═══ Records shown
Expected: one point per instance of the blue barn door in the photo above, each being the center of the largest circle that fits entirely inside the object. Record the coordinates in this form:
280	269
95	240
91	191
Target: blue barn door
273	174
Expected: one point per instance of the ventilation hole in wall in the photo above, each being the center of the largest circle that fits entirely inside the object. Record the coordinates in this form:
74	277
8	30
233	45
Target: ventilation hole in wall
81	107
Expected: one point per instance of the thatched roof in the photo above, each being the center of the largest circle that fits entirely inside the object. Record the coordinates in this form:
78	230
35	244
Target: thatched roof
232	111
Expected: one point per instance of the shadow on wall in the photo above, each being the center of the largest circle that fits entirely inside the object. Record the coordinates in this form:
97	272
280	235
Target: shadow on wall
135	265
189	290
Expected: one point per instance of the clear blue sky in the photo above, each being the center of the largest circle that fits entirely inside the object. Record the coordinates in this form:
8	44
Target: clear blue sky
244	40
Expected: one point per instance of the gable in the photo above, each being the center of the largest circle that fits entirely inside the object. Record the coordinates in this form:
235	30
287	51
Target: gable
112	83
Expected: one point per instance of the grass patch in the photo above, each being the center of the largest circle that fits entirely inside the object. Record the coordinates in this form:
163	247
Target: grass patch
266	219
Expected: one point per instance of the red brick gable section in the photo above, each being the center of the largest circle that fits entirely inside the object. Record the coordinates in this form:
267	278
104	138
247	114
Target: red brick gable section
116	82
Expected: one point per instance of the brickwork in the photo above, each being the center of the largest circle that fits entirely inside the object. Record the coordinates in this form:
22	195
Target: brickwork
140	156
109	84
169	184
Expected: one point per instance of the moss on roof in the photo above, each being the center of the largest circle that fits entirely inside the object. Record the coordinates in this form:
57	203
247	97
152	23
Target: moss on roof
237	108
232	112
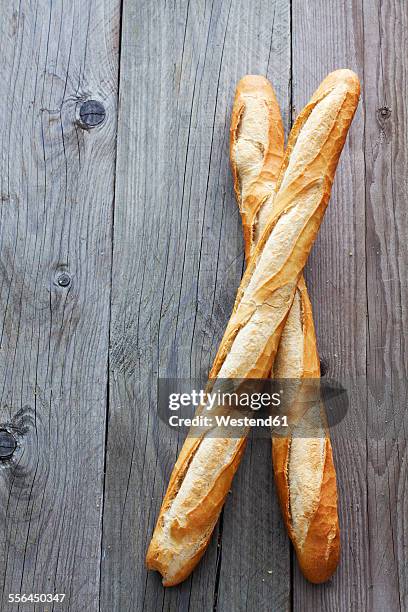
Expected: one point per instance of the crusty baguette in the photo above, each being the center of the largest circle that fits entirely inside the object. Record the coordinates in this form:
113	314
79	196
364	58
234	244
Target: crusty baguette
204	470
303	466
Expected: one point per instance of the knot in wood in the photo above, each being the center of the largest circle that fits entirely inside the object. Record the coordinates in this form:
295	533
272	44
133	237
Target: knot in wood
91	113
8	444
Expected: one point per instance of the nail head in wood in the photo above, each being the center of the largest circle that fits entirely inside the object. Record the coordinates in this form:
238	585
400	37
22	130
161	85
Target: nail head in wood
8	444
63	279
91	114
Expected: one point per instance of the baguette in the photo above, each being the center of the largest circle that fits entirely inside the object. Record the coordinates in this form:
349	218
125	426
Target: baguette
303	466
204	470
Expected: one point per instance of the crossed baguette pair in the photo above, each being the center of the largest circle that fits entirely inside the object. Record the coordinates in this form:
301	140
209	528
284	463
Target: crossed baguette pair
282	198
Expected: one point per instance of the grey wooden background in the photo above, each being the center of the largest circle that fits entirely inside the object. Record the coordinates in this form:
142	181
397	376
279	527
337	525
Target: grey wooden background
140	212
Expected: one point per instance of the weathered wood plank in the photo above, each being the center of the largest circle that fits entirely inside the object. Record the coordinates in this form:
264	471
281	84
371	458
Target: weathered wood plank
══════
Required work: Look through the entries above and say how many lines hold the word "plank", giving the number alone.

Answer section: 2